(Dataset records)
= = = = = = =

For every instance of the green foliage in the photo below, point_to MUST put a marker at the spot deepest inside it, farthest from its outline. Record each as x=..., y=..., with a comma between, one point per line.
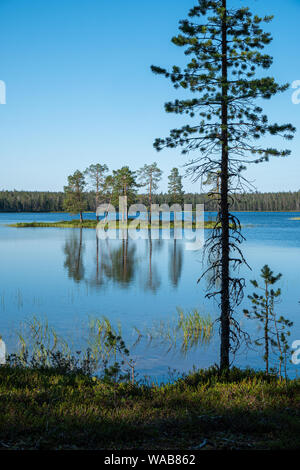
x=175, y=188
x=276, y=329
x=96, y=175
x=124, y=184
x=223, y=46
x=47, y=409
x=34, y=201
x=149, y=176
x=74, y=201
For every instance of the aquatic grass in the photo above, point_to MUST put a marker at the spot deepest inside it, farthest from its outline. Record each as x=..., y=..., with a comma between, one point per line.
x=189, y=330
x=37, y=338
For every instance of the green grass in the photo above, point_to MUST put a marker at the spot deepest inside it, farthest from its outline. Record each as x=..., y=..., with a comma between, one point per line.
x=47, y=409
x=93, y=224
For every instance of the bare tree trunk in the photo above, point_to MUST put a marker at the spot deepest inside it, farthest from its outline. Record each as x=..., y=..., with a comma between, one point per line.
x=224, y=208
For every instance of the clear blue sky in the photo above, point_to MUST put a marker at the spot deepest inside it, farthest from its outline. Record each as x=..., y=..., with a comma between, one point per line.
x=80, y=89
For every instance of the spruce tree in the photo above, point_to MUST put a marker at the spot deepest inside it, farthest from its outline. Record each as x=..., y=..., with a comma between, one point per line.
x=149, y=176
x=96, y=175
x=175, y=188
x=224, y=47
x=74, y=201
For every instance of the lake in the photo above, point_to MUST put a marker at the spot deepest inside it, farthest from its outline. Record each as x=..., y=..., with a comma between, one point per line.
x=66, y=277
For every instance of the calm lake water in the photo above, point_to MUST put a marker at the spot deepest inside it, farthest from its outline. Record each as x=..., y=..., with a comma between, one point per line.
x=66, y=277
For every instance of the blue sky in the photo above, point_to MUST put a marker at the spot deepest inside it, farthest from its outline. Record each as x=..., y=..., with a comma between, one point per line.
x=80, y=89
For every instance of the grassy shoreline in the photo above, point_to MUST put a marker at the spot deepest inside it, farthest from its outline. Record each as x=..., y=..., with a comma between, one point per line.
x=47, y=409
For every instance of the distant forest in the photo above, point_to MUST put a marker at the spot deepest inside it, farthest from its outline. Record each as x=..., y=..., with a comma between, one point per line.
x=28, y=201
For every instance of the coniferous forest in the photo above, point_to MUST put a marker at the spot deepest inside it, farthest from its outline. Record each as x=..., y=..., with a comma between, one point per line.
x=40, y=201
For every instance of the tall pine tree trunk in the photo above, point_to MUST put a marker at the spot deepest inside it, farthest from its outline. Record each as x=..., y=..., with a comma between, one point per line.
x=224, y=207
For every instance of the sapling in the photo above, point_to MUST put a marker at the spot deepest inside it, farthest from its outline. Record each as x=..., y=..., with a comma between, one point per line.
x=276, y=329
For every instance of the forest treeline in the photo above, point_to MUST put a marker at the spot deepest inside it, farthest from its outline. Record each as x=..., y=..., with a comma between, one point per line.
x=38, y=201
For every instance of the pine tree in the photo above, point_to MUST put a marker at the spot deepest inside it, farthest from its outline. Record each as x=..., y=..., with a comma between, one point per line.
x=74, y=200
x=124, y=184
x=149, y=176
x=96, y=174
x=175, y=188
x=224, y=46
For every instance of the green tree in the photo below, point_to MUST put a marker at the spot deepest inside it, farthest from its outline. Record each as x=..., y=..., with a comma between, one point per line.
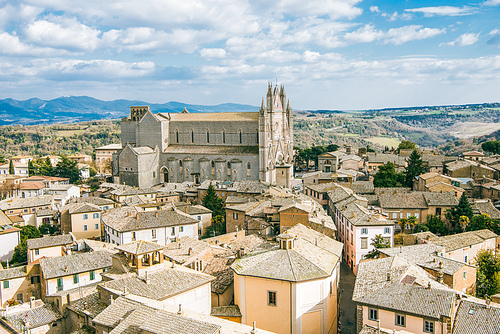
x=408, y=223
x=68, y=168
x=46, y=167
x=377, y=242
x=31, y=168
x=481, y=222
x=415, y=168
x=21, y=251
x=217, y=227
x=420, y=228
x=388, y=177
x=488, y=273
x=406, y=145
x=462, y=209
x=436, y=225
x=213, y=202
x=492, y=146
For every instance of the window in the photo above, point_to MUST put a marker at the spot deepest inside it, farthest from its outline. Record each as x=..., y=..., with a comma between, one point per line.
x=372, y=314
x=400, y=320
x=428, y=326
x=271, y=298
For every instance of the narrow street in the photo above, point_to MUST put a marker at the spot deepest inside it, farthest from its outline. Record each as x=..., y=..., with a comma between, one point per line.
x=347, y=306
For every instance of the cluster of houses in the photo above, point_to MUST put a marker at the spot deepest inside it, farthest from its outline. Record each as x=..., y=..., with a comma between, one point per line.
x=142, y=260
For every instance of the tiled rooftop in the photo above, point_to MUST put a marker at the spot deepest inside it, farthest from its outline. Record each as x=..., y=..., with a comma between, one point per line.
x=160, y=285
x=74, y=264
x=139, y=247
x=145, y=220
x=313, y=256
x=36, y=317
x=50, y=241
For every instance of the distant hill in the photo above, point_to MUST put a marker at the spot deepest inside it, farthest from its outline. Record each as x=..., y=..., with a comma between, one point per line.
x=70, y=109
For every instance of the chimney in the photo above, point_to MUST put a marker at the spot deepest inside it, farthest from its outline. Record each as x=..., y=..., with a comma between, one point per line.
x=253, y=331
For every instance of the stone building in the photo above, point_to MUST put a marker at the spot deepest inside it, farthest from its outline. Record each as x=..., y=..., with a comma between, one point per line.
x=234, y=146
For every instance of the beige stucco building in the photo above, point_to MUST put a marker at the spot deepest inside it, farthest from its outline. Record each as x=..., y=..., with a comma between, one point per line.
x=81, y=219
x=270, y=290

= = = = = = =

• **Problem to solve**: Swap "farthest from its outline" for "farthest from its edge" everywhere in the data above and reproduce all of it with nothing else changed, leaving out the pictures.

• **Task response**:
For every instance of the green foliage in the photo below, point_to MUST put a marker at the spot deepest inside it, farthest from its edge. Record each as x=..., y=..., with a comma between, one point per line.
x=175, y=188
x=276, y=329
x=96, y=175
x=124, y=184
x=223, y=46
x=47, y=409
x=34, y=201
x=149, y=176
x=74, y=201
For every instance of the aquatic grass in the photo above, point_to MUST put a marker at the spot deepest inside it, farthest from its edge. Record each as x=..., y=..., with a comma between, one point per line.
x=189, y=330
x=37, y=338
For every instance of the green grass in the photo above, point_to MUST put a marker at the spot deepest inside it, farthest from its edge. Record each as x=..., y=..., with a comma between, one point per line.
x=47, y=409
x=93, y=224
For every instance of the bare tree trunk in the photo above, point_to MUST put a marker at the spot deepest inside it, farthest from its edge. Record each as x=..., y=..., with a comma between, one point per line.
x=224, y=208
For every instance of the clear blue sky in the photo above, point_to MUST put a marker at the spot deepest inside it, farthest from its edge. Record each as x=..., y=..., with a comma between, one point per line.
x=80, y=89
For every instance of the spruce tree in the photo above, point_to MUST put a marker at the spot deepest inside it, farthest from its edge. Record each as x=..., y=..., with a comma between, one point per line.
x=149, y=176
x=96, y=175
x=175, y=188
x=224, y=47
x=74, y=201
For every instance of the lake in the photo above, point_to MUST put a marker at the spot deepest inside it, farthest from its edge. Record each as x=..., y=..., with a comma between, one point per line.
x=66, y=277
For every instance of the calm lake water in the photo above, point_to MUST put a marker at the spot deepest inside it, farthest from its edge. Record each as x=..., y=..., with a comma between, one point per line.
x=66, y=277
For every instance of the blue sky in the photo above, point_to MUST put a marker at the spot deepest inside it, farthest from its edge. Record each as x=..., y=..., with a comma between, one point per line.
x=80, y=89
For every instance of the grassy shoreline in the photo above, point_to MUST put a marker at the spot deepest inside it, farthest from its edge. Record each as x=..., y=..., with a comma between, one point per line.
x=47, y=409
For every instance of the distant forest in the photo above, point_to MUST put a marker at the spot deepest inside it, farthest from its edge. Record each as x=..., y=..., with a comma between, one point per line.
x=28, y=201
For every instance of the coniferous forest in the photo above, point_to MUST put a marker at the spot deepest inside it, farthest from its edge. Record each as x=..., y=..., with a comma between, one point per line.
x=40, y=201
For every instance of the tall pine tree trunk in the photo above, point_to MUST put a marker at the spot deepest inside it, farthest from its edge. Record each as x=..., y=..., with a comma between, one point per line.
x=224, y=207
For every instance of the sapling in the photo above, point_to MUST put a marker at the spot deepest inside it, farthest from its edge. Record each as x=..., y=..., with a comma between, one point per line.
x=276, y=329
For every instance of the forest treeline in the photo above, point_to MUST put a marker at the spot deepest inside it, farthest from its edge. Record each as x=..., y=..., with a comma between, one point per line.
x=38, y=201
For every instance of the pine tree in the photo above, point_to MUST put a marker at the spot deepest inside it, farthest from its edge. Record each as x=..., y=..., with a comma between, one point per line.
x=74, y=200
x=124, y=184
x=149, y=176
x=96, y=174
x=175, y=188
x=224, y=46
For every instance of the green tree in the photo below, point_to MUST put a marker at the spot deepest inside it, farthest from its edge. Record each as x=..., y=..., with a comma between, one point per line.
x=408, y=223
x=68, y=168
x=46, y=167
x=377, y=242
x=31, y=168
x=481, y=222
x=415, y=168
x=21, y=251
x=217, y=227
x=420, y=228
x=388, y=177
x=488, y=273
x=406, y=145
x=462, y=209
x=436, y=225
x=213, y=202
x=492, y=146
For every instance of the window in the photo above, point_to MUST put a marker at the spot deepest inside it, farthest from its edge. Record each as x=..., y=..., with a comma between, one point per line.
x=372, y=314
x=400, y=320
x=428, y=326
x=271, y=298
For every instance of the narrow street in the photo above, point_to MUST put a marker at the spot deepest inside it, farthest from its edge. Record each as x=..., y=..., with a comma between, one point per line.
x=347, y=306
For every instance of the cluster of houses in the photo above, point_to MUST put a marker at the spot deepest inside it, farthest from its edge. Record each as x=..., y=..., with a comma between, one point per line.
x=142, y=260
For every instance of the tiled rooftop in the photo above, point_to MUST put a marker at the spot deepest inside it, farthest from its edge. Record each as x=..., y=..., with a comma between, one point per line.
x=160, y=285
x=74, y=264
x=139, y=247
x=145, y=220
x=313, y=256
x=36, y=317
x=50, y=241
For every instance of the distant hill in the photo above, point_to MUST put a marker at the spot deepest inside it, farthest from its edge. Record each as x=..., y=..., with a comma between, one point per line.
x=70, y=109
For every instance of the chimney in the photo above, point_to MUST put a marker at the spot deepest inside it, farthest from its edge. Record each as x=..., y=..., with a comma between, one point per line.
x=253, y=331
For every instance of the stone building in the photo above, point_to MUST put a marker at the spot deepest inside it, farthest from its edge. Record each as x=..., y=..., with a comma between, one point per line.
x=234, y=146
For every instance of the beige stucco building in the photo above, point_to MUST put a marker at the spot deepest inside it, farthest from its edge. Record each as x=..., y=..., with a comma between, one point per line.
x=81, y=219
x=270, y=290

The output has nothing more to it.